◆ **Entries supplied**:

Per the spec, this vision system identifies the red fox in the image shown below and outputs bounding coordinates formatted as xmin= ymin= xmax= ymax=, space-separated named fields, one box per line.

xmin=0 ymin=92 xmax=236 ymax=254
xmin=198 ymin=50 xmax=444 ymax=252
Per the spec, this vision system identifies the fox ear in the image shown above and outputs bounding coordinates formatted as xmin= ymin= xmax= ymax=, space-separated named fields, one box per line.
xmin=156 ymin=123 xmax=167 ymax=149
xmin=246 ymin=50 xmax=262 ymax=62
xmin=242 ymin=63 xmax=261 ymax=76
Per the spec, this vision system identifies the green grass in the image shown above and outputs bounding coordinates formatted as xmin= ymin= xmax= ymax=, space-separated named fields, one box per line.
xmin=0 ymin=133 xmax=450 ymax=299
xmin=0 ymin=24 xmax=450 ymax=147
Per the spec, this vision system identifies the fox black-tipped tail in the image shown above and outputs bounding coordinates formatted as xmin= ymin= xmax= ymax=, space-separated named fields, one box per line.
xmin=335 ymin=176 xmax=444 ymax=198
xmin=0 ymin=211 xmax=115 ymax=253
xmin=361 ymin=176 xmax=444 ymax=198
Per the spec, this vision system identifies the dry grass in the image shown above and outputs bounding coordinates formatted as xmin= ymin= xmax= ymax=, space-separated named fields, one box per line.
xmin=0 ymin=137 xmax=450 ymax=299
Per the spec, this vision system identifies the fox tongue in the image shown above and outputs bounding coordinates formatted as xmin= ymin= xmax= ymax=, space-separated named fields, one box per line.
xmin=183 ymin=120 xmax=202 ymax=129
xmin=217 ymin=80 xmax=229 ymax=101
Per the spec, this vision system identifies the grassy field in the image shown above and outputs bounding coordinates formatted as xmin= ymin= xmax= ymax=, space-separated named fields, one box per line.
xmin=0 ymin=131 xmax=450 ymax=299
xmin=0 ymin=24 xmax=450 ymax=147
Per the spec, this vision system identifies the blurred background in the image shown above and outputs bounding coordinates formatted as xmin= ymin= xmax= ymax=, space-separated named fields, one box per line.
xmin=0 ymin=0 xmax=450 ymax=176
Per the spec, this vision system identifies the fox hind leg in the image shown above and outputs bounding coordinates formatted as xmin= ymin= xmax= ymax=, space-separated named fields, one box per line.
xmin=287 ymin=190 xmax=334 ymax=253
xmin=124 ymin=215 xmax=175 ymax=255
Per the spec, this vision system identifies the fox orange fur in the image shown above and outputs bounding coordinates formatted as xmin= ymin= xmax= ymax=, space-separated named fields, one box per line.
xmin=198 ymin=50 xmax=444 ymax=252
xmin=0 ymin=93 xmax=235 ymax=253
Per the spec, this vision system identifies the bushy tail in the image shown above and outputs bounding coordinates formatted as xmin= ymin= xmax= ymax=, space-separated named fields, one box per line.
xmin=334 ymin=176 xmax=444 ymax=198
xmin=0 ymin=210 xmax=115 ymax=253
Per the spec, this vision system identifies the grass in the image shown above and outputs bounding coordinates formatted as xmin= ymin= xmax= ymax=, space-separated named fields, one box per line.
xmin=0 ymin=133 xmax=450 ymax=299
--
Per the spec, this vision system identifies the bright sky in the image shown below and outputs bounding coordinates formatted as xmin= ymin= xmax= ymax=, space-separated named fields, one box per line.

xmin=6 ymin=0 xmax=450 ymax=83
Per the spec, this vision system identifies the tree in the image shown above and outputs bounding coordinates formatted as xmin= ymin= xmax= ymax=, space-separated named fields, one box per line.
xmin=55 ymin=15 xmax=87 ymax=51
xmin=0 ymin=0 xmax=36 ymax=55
---
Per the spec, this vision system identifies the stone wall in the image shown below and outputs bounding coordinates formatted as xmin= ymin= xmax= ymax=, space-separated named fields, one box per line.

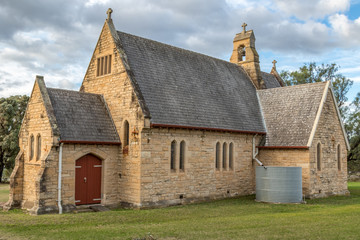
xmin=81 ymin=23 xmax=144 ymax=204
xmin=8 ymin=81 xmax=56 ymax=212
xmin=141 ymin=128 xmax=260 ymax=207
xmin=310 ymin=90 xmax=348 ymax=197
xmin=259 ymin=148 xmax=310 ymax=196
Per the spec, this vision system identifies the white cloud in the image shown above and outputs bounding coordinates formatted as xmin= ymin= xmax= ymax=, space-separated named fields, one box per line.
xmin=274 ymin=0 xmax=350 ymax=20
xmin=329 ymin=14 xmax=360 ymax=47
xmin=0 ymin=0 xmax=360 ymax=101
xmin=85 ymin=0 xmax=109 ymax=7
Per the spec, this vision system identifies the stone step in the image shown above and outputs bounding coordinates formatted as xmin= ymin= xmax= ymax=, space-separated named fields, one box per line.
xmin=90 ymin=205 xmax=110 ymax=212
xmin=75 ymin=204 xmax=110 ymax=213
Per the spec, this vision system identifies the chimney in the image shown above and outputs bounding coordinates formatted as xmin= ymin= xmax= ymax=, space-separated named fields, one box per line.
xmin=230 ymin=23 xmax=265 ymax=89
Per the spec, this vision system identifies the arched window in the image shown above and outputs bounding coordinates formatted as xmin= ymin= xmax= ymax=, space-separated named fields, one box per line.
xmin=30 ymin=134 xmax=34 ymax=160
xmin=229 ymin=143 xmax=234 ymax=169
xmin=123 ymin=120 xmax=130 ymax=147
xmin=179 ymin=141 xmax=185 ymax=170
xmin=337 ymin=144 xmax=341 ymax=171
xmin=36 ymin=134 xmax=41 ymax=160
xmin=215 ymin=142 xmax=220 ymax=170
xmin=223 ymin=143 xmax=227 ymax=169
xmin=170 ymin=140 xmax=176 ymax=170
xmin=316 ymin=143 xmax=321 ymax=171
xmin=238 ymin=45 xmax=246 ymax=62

◆ **Aim of the exercise**:
Lay out the lines above as a Markdown table with the columns Row and Line, numbering each row and leaving out blank lines. Begin at the line that has "Per the spec, this vision system identifies the red", and stop after the line that has "xmin=242 ymin=63 xmax=261 ymax=76".

◆ **Output for this exercise**:
| Row | Line |
|---|---|
| 1 | Per the spec, this vision system identifies the red fox in the image shown below and outputs bounding coordinates formatted as xmin= ymin= xmax= ymax=, space-separated named fields, one box per line. |
| 2 | xmin=0 ymin=92 xmax=236 ymax=254 |
| 3 | xmin=198 ymin=50 xmax=444 ymax=252 |
| 4 | Per the spec, this vision system identifies the fox ear in the image shown above and outputs bounding coordinates formatted as xmin= ymin= xmax= ymax=, space-separated named fields, one box per line. |
| 5 | xmin=156 ymin=123 xmax=167 ymax=149 |
| 6 | xmin=246 ymin=50 xmax=262 ymax=62 |
| 7 | xmin=242 ymin=63 xmax=261 ymax=76 |